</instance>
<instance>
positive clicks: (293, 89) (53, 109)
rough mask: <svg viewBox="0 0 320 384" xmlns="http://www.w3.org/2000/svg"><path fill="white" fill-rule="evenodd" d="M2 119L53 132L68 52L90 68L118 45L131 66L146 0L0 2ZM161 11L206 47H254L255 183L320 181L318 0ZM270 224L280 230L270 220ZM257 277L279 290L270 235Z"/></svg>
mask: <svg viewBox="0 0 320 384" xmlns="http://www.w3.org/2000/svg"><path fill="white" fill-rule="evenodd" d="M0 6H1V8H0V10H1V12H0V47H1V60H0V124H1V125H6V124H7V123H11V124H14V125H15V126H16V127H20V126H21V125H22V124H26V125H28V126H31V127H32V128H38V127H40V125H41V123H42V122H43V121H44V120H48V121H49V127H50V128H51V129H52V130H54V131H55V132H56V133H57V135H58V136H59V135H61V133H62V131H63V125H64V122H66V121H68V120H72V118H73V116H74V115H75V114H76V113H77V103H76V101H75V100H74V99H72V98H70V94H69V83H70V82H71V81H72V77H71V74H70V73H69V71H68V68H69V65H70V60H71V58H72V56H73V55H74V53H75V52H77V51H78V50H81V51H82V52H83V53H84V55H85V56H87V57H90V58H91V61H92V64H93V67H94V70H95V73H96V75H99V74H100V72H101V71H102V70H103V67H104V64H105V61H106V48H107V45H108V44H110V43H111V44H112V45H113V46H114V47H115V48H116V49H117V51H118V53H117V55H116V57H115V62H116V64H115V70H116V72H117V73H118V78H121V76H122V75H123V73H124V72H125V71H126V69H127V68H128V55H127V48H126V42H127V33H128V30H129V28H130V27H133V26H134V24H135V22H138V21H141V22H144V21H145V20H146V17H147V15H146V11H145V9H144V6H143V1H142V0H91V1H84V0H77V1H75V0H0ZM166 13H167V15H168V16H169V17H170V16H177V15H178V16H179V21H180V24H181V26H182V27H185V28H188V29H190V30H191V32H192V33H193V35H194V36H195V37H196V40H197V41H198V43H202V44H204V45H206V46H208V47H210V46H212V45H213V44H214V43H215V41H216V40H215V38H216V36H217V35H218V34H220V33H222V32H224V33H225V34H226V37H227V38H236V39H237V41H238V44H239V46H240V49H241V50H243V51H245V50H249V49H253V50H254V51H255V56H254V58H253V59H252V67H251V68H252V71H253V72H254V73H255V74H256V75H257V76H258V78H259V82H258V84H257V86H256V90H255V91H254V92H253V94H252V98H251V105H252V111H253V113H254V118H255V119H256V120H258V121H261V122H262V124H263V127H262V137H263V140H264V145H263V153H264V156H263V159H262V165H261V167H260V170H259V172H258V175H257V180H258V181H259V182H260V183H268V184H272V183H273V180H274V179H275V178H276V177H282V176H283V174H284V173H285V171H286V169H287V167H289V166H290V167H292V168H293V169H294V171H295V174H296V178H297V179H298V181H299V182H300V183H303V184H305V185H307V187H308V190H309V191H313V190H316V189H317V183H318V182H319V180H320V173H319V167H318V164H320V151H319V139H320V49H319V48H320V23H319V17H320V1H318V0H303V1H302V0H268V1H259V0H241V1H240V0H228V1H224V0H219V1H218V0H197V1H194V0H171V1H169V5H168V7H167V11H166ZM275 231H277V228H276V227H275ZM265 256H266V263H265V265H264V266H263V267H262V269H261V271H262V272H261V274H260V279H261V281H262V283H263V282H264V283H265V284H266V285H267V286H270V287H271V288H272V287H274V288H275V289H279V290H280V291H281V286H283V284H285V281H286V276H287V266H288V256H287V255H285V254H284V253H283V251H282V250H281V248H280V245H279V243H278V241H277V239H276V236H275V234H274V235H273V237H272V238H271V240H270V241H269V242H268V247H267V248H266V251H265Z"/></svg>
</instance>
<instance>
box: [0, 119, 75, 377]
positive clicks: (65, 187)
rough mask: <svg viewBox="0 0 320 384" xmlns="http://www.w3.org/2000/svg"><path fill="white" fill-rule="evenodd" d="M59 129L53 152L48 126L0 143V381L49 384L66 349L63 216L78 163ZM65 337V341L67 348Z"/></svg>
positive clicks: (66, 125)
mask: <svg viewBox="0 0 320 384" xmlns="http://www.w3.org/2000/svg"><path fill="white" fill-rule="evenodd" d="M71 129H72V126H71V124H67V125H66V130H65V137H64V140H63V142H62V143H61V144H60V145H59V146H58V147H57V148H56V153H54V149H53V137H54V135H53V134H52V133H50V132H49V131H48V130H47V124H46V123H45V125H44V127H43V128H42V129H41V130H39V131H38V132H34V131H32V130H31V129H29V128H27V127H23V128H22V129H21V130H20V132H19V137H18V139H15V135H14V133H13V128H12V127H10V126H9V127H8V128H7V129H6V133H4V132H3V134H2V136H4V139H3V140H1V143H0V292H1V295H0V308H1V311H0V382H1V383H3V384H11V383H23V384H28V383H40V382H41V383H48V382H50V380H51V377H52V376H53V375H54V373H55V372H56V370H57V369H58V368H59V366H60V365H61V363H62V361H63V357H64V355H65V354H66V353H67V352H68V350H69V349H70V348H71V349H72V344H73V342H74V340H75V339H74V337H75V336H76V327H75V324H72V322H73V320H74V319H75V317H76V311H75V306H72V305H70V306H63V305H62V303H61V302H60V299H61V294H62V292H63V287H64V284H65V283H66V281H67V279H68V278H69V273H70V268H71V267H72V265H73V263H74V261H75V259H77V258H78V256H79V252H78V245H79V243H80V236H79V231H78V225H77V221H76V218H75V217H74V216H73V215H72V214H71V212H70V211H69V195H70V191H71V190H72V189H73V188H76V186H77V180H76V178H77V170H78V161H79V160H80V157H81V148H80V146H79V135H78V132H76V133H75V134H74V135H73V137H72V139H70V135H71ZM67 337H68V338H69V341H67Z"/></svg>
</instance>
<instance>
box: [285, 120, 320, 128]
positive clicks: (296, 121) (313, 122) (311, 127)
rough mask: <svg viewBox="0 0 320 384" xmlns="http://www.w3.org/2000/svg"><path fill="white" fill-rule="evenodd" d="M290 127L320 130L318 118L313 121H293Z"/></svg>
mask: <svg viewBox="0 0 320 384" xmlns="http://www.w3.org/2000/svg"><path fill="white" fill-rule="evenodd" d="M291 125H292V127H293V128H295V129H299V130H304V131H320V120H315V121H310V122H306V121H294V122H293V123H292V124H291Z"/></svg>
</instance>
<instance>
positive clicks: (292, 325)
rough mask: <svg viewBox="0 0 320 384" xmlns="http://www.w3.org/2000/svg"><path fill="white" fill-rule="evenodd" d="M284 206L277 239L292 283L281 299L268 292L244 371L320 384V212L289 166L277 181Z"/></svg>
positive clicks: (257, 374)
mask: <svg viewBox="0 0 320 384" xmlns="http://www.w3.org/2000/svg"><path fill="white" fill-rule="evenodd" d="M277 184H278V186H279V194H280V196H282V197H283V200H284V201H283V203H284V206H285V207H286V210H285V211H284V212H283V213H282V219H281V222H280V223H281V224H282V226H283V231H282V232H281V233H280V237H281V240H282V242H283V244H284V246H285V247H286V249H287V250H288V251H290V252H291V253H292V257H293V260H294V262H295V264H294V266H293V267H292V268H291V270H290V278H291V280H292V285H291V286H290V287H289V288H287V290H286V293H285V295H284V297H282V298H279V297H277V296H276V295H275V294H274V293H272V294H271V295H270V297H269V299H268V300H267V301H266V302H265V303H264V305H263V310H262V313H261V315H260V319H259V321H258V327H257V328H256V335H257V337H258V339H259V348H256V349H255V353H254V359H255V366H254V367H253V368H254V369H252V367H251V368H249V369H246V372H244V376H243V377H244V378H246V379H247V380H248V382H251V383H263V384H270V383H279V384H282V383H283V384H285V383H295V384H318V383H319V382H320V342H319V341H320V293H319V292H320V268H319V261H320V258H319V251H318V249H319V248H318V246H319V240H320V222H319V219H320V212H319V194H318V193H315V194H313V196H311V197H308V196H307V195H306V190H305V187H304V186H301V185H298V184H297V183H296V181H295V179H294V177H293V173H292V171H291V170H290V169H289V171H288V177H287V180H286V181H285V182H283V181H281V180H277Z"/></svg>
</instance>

++++++++

Exercise instructions:
Your output should be an exact copy of the lines from the top of the listing above to the line with "positive clicks: (293, 89) (53, 109)", both ends included.

Answer space:
</instance>
<instance>
positive clicks: (293, 89) (53, 109)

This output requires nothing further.